(WORK REQUIRED)
Copy all of the records below word for word, line by line, but leave out the pictures.

Data items:

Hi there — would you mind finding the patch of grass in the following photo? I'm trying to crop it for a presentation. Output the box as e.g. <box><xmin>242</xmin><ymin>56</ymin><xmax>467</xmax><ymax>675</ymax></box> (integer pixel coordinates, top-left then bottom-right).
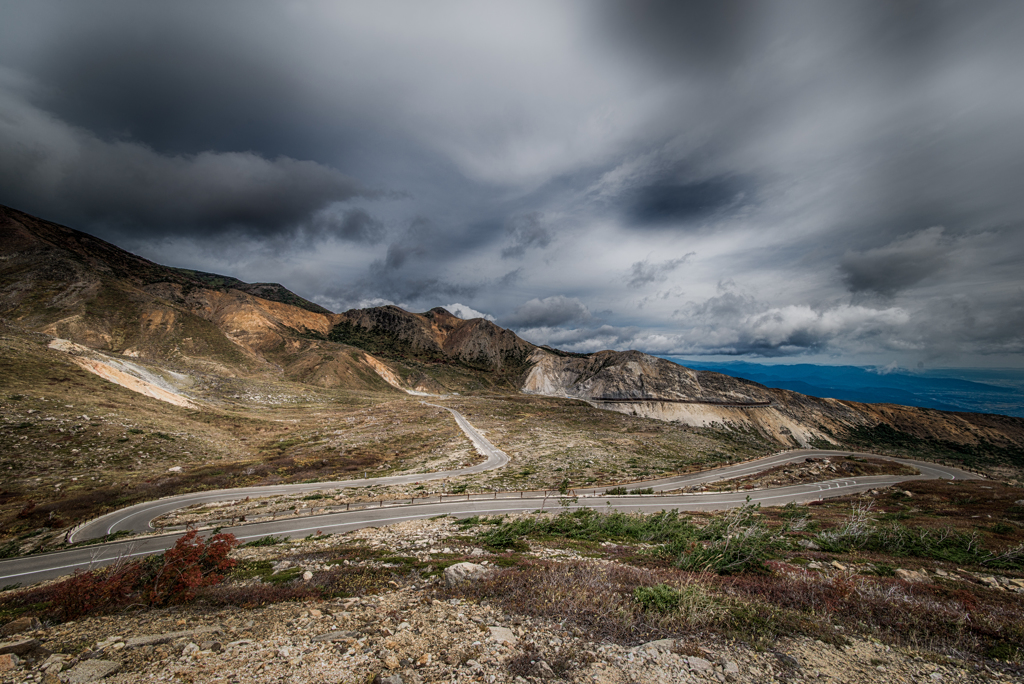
<box><xmin>814</xmin><ymin>506</ymin><xmax>1024</xmax><ymax>569</ymax></box>
<box><xmin>633</xmin><ymin>585</ymin><xmax>682</xmax><ymax>612</ymax></box>
<box><xmin>242</xmin><ymin>535</ymin><xmax>288</xmax><ymax>548</ymax></box>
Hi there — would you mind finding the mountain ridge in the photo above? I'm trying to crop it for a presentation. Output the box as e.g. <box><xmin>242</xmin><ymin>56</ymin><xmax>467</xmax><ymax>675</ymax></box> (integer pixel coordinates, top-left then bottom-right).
<box><xmin>0</xmin><ymin>201</ymin><xmax>1024</xmax><ymax>475</ymax></box>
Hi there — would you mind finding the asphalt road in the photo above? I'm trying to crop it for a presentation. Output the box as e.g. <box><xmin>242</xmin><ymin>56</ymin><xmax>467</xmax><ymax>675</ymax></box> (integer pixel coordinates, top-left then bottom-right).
<box><xmin>68</xmin><ymin>402</ymin><xmax>509</xmax><ymax>542</ymax></box>
<box><xmin>0</xmin><ymin>448</ymin><xmax>979</xmax><ymax>587</ymax></box>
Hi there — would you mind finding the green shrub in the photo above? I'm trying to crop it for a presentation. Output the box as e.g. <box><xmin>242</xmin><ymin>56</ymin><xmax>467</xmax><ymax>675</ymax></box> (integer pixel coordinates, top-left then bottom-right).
<box><xmin>633</xmin><ymin>585</ymin><xmax>680</xmax><ymax>612</ymax></box>
<box><xmin>242</xmin><ymin>535</ymin><xmax>288</xmax><ymax>548</ymax></box>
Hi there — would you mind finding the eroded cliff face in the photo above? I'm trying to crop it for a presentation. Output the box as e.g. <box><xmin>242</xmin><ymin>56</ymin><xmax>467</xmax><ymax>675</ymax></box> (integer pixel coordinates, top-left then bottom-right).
<box><xmin>523</xmin><ymin>349</ymin><xmax>862</xmax><ymax>446</ymax></box>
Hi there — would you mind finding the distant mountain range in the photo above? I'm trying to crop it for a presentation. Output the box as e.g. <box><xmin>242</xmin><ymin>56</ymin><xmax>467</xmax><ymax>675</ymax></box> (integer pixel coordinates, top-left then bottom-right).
<box><xmin>665</xmin><ymin>356</ymin><xmax>1024</xmax><ymax>418</ymax></box>
<box><xmin>6</xmin><ymin>198</ymin><xmax>1024</xmax><ymax>463</ymax></box>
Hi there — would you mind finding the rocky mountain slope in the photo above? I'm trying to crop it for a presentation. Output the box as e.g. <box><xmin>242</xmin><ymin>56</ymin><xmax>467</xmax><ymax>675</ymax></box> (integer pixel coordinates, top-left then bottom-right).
<box><xmin>0</xmin><ymin>200</ymin><xmax>1024</xmax><ymax>468</ymax></box>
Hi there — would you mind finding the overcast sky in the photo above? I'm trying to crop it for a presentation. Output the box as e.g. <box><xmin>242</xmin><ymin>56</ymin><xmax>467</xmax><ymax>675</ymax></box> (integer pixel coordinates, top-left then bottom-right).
<box><xmin>0</xmin><ymin>0</ymin><xmax>1024</xmax><ymax>368</ymax></box>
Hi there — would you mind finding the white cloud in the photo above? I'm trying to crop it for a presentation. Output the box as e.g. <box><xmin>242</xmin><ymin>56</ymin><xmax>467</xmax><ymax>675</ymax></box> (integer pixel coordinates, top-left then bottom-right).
<box><xmin>442</xmin><ymin>304</ymin><xmax>495</xmax><ymax>323</ymax></box>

(EXERCISE ANSWER)
Hi there — would you mind finding the patch of grass in the following photo? I'm trying to crop it for a presentation. Output the box as e.g. <box><xmin>242</xmin><ymin>56</ymin><xmax>467</xmax><ymax>675</ymax></box> (integer pixel coordinates, top-left then bottom-right).
<box><xmin>814</xmin><ymin>506</ymin><xmax>1024</xmax><ymax>569</ymax></box>
<box><xmin>633</xmin><ymin>585</ymin><xmax>682</xmax><ymax>612</ymax></box>
<box><xmin>242</xmin><ymin>535</ymin><xmax>288</xmax><ymax>548</ymax></box>
Hi there — would you mind finding the mountain ridge in the photo above? I'm trying to crop it for a presentation. Output the box as e.g. <box><xmin>242</xmin><ymin>56</ymin><xmax>467</xmax><ymax>675</ymax></box> (integer pixel coordinates, top-left then bottom-right).
<box><xmin>0</xmin><ymin>201</ymin><xmax>1024</xmax><ymax>475</ymax></box>
Hi there — would you mind finding the asphalt road in the photo above? I'm trying to crop it for a presentation. Output the box as e.g. <box><xmin>242</xmin><ymin>56</ymin><xmax>467</xmax><ymax>675</ymax></box> (integer pixel coordinates, top-left then bottom-right).
<box><xmin>68</xmin><ymin>402</ymin><xmax>509</xmax><ymax>542</ymax></box>
<box><xmin>0</xmin><ymin>448</ymin><xmax>979</xmax><ymax>587</ymax></box>
Hi there — would you mind finding the green shrub in the photo above? I'm trying to crop it for a presentation. Output the box as e.g. <box><xmin>242</xmin><ymin>56</ymin><xmax>467</xmax><ymax>675</ymax></box> (integer pixel coordinates, top-left then bottom-right).
<box><xmin>633</xmin><ymin>585</ymin><xmax>680</xmax><ymax>612</ymax></box>
<box><xmin>242</xmin><ymin>535</ymin><xmax>288</xmax><ymax>548</ymax></box>
Hi there — would you mind finding the eroded cliff face in the photo above? I'm trying to crop it for a presentation. Output the box as e.g. <box><xmin>242</xmin><ymin>56</ymin><xmax>467</xmax><ymax>675</ymax></box> (integer pixel coordinates, top-left then bottom-right).
<box><xmin>523</xmin><ymin>349</ymin><xmax>862</xmax><ymax>446</ymax></box>
Hi there — would you mind finding the distant mountain range in the photo above? I'm trying to crop it for a presentation. Output the box as e.g. <box><xmin>242</xmin><ymin>56</ymin><xmax>467</xmax><ymax>675</ymax></box> (integer pixel coordinates, top-left then bottom-right).
<box><xmin>665</xmin><ymin>356</ymin><xmax>1024</xmax><ymax>418</ymax></box>
<box><xmin>6</xmin><ymin>198</ymin><xmax>1024</xmax><ymax>463</ymax></box>
Hi there — would you mind finding the rocky mountain slope in the photo above? I'm trying to crop it for a presentation. Output the box as e.g. <box><xmin>242</xmin><ymin>56</ymin><xmax>467</xmax><ymax>675</ymax></box> (integer pixel coordinates, top-left then bottom-right).
<box><xmin>0</xmin><ymin>200</ymin><xmax>1024</xmax><ymax>468</ymax></box>
Hi there — would you mind finding the overcast sky in the photo above? I'm trying to crop it for a presentation. Output the box as e.g. <box><xmin>242</xmin><ymin>56</ymin><xmax>467</xmax><ymax>675</ymax></box> (integer pixel coordinates, top-left then bottom-right).
<box><xmin>0</xmin><ymin>0</ymin><xmax>1024</xmax><ymax>368</ymax></box>
Hi there — would you mind finding the white cloud in the photo above? I'm trying to crop it for a presentation. Output the box as e.g. <box><xmin>242</xmin><ymin>56</ymin><xmax>467</xmax><ymax>675</ymax></box> (integer pixel coordinates, top-left then bottom-right).
<box><xmin>442</xmin><ymin>304</ymin><xmax>495</xmax><ymax>323</ymax></box>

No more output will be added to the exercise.